**** Extrait du document

Cinéma

L’histoire de Souleymane, Boris Lojkine


Un homme pressé. Par le temps. Par les autres. Par l’histoire. Un portrait bouleversant des nombreuses ombres que l’on devine mais que l’on ne regarde jamais vraiment.

Il y a une seule scène où l’on souffle dans ce film discret et puissant: Souleymane, le livreur exploité aide René, un vieux monsieur en difficulté pour préparer sa pizza. Un petit moment tendre où Souleymane devient autre chose que le type qui dépose vos repas chez vous.

********
**** Données de travail

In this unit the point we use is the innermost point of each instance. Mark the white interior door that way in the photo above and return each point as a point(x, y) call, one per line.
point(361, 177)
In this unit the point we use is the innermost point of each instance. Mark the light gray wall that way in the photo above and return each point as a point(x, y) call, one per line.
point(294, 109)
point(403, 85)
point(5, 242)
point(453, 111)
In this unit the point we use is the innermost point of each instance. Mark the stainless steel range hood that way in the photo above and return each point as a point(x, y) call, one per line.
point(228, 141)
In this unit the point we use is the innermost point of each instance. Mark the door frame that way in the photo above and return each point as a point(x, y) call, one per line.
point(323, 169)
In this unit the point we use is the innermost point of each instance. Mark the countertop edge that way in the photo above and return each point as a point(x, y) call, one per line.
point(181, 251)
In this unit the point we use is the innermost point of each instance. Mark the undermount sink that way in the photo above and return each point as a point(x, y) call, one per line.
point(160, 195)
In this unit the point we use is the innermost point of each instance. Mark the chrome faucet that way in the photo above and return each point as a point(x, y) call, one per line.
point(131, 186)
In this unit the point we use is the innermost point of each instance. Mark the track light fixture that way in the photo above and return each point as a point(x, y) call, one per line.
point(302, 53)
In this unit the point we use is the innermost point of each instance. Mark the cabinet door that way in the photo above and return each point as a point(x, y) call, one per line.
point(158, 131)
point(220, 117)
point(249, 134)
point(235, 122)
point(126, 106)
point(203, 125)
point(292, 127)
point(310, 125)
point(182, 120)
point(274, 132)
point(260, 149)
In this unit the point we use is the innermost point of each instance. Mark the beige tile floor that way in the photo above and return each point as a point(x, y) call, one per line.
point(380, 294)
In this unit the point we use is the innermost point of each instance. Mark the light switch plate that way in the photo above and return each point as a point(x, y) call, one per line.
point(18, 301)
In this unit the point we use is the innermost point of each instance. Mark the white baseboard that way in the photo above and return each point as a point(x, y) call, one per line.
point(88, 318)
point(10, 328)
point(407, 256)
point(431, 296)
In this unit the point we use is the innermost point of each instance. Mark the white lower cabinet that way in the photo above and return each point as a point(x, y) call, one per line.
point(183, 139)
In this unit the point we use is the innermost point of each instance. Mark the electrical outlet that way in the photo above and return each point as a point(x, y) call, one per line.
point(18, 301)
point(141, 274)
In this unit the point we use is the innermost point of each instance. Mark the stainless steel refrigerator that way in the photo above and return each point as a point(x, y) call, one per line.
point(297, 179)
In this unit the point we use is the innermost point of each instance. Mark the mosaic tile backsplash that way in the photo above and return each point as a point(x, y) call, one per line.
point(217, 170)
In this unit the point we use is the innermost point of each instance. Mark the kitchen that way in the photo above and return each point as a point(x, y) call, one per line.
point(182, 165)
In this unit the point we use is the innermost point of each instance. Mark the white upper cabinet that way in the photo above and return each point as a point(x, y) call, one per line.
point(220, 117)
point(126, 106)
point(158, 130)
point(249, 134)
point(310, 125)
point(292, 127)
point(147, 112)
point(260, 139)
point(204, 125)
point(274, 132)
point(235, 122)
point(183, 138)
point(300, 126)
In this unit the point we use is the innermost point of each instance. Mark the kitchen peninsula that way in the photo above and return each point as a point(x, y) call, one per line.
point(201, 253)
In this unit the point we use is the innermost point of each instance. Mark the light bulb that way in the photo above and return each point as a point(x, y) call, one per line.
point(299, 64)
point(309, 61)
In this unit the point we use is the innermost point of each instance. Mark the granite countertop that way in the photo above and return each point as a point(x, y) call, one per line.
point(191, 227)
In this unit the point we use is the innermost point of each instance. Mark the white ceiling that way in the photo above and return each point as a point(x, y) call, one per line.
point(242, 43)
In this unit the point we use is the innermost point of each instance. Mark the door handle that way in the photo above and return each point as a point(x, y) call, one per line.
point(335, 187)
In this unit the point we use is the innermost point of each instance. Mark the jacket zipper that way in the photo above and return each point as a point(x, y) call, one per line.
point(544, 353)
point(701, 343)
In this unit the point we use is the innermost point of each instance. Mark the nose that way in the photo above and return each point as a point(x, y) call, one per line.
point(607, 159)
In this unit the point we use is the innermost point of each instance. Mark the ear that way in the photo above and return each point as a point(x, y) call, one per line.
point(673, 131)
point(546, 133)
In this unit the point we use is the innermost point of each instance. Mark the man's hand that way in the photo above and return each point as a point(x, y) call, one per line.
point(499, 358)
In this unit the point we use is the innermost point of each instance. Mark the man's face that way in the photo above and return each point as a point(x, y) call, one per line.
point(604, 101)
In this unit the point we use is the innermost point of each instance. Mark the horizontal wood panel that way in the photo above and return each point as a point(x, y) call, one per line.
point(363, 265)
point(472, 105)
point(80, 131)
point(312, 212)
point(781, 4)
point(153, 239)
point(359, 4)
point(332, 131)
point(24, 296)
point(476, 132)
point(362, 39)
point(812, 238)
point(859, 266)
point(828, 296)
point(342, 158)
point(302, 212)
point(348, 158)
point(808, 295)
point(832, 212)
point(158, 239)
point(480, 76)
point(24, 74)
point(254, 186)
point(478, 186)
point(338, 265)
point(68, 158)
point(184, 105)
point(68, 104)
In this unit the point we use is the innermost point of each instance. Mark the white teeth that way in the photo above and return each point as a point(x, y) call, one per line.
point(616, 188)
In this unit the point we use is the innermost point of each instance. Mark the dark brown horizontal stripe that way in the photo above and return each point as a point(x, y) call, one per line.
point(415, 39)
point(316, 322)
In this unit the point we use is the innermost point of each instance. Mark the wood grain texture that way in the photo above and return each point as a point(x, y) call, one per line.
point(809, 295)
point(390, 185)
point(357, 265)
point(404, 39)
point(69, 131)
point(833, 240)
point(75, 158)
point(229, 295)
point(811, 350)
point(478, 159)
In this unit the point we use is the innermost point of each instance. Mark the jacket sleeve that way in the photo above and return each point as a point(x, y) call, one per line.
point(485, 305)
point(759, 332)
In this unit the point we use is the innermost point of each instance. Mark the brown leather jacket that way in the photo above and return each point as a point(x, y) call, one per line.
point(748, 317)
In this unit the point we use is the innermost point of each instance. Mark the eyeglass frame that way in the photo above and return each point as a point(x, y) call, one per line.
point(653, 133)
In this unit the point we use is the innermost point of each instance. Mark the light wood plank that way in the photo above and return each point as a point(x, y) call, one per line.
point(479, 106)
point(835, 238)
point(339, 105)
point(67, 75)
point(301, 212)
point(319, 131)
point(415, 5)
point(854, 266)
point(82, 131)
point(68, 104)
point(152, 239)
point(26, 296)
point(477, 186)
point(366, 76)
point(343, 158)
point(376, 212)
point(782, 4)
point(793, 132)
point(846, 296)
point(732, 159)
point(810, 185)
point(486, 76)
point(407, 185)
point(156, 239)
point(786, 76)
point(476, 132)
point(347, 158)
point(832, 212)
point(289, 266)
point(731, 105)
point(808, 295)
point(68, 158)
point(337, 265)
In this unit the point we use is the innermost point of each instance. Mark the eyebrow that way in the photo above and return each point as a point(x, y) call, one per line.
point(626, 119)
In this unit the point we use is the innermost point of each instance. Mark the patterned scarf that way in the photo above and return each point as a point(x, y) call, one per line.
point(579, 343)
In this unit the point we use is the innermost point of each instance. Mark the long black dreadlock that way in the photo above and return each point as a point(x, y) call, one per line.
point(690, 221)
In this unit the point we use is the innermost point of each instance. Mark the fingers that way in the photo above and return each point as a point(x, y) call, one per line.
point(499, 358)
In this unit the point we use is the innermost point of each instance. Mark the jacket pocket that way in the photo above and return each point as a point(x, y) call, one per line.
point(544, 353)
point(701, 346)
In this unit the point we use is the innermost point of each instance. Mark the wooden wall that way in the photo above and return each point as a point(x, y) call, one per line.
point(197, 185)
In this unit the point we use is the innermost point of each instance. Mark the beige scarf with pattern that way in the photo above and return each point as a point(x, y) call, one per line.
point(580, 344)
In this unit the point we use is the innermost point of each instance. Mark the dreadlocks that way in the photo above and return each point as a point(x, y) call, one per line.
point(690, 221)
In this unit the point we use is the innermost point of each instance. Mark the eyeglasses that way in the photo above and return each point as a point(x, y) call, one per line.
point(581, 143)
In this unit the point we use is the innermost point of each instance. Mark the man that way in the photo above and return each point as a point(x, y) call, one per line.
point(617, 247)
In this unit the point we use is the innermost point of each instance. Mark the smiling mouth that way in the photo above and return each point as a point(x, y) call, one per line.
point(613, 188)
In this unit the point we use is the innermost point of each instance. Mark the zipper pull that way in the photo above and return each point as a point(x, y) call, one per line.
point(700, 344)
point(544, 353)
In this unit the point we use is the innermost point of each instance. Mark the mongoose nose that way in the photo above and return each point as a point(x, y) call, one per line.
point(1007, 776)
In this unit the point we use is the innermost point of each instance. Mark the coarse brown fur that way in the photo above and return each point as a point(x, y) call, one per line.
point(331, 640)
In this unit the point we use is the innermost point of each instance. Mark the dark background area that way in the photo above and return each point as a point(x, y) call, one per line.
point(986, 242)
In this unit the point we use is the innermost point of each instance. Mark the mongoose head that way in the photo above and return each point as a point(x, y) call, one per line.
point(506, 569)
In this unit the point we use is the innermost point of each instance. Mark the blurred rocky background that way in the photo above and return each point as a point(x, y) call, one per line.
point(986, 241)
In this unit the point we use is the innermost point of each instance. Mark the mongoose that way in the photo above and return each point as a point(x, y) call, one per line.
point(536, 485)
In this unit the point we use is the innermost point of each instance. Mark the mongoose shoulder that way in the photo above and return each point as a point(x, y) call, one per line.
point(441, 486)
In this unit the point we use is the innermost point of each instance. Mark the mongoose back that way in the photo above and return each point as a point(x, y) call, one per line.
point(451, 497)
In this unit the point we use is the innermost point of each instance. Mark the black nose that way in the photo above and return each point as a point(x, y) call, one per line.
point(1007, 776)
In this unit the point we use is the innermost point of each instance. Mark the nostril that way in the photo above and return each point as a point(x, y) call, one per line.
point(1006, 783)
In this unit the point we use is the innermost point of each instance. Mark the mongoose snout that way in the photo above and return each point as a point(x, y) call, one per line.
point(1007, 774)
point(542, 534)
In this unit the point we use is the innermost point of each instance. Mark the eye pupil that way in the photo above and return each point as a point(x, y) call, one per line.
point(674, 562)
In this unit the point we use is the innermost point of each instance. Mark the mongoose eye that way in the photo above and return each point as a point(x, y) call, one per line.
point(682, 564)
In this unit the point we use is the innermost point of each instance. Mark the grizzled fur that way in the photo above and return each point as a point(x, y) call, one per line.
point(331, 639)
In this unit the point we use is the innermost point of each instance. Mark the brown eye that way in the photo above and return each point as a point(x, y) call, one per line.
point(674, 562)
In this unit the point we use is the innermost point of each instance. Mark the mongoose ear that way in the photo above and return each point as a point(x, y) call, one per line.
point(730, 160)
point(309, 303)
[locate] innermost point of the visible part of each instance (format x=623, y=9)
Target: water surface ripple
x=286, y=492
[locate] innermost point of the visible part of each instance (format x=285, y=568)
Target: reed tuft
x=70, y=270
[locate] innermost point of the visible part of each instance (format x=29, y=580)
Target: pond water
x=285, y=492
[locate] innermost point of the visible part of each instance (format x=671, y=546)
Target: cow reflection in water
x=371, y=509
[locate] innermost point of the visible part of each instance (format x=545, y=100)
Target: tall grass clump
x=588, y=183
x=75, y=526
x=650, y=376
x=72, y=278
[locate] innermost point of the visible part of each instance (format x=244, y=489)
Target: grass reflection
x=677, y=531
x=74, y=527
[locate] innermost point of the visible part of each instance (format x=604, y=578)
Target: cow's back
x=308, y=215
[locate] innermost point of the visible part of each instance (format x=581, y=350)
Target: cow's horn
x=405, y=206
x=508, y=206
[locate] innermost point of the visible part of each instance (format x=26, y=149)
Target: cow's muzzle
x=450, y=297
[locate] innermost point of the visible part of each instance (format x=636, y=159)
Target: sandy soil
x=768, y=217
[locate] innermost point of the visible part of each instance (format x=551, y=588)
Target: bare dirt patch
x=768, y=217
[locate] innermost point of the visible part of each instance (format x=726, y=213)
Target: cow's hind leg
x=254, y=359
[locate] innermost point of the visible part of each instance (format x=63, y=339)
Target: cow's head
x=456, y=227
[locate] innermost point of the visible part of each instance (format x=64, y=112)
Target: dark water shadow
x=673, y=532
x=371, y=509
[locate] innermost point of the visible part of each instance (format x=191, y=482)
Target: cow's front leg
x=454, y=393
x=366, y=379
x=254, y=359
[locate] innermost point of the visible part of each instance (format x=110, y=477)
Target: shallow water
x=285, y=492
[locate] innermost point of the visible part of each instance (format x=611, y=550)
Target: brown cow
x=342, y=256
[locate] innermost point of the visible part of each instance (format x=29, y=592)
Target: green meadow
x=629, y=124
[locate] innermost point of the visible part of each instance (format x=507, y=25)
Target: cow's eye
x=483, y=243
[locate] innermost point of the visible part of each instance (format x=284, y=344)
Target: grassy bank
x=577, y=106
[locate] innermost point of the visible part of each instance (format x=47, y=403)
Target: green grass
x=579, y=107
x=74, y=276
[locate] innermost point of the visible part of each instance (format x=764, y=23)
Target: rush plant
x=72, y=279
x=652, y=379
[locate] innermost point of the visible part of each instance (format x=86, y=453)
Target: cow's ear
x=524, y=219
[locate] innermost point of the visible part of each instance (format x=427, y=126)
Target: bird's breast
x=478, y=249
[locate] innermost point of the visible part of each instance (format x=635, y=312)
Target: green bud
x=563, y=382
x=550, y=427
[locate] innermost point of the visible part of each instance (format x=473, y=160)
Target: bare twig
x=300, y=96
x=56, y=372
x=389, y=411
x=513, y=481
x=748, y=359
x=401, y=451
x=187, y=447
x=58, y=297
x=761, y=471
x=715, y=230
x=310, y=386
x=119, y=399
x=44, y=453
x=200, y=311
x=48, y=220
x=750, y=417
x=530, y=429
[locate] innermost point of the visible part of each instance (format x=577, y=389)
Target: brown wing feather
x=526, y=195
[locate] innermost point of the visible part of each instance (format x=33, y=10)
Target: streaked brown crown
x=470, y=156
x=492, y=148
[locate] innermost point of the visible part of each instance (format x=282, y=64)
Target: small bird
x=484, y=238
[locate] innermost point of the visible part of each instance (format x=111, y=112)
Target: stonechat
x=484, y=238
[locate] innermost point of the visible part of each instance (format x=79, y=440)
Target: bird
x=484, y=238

********

Actions demandées:
A. Selon la critique de film, par quoi l'homme est-il pressé ? Énumérez tous les éléments cités.
B. Disposez en liste JSON de chaînes, à raison d'une chaîne par ligne et sans les lignes vides, les lignes de la liste allant de son début jusqu'à la ligne contenant "point(181, 251)", celle-ci comprise.
La critique de film et la liste constituent deux matériaux indépendants l'un de l'autre.

Réponses fournies:
A. Le temps, les autres, l'histoire.

B.
[
  "In this unit the point we use is the innermost point of each instance. Mark the white interior door that way in the photo above and return each point as a point(x, y) call, one per line.",
  "point(361, 177)",
  "In this unit the point we use is the innermost point of each instance. Mark the light gray wall that way in the photo above and return each point as a point(x, y) call, one per line.",
  "point(294, 109)",
  "point(403, 85)",
  "point(5, 242)",
  "point(453, 111)",
  "In this unit the point we use is the innermost point of each instance. Mark the stainless steel range hood that way in the photo above and return each point as a point(x, y) call, one per line.",
  "point(228, 141)",
  "In this unit the point we use is the innermost point of each instance. Mark the door frame that way in the photo above and return each point as a point(x, y) call, one per line.",
  "point(323, 169)",
  "In this unit the point we use is the innermost point of each instance. Mark the countertop edge that way in the photo above and return each point as a point(x, y) call, one per line.",
  "point(181, 251)"
]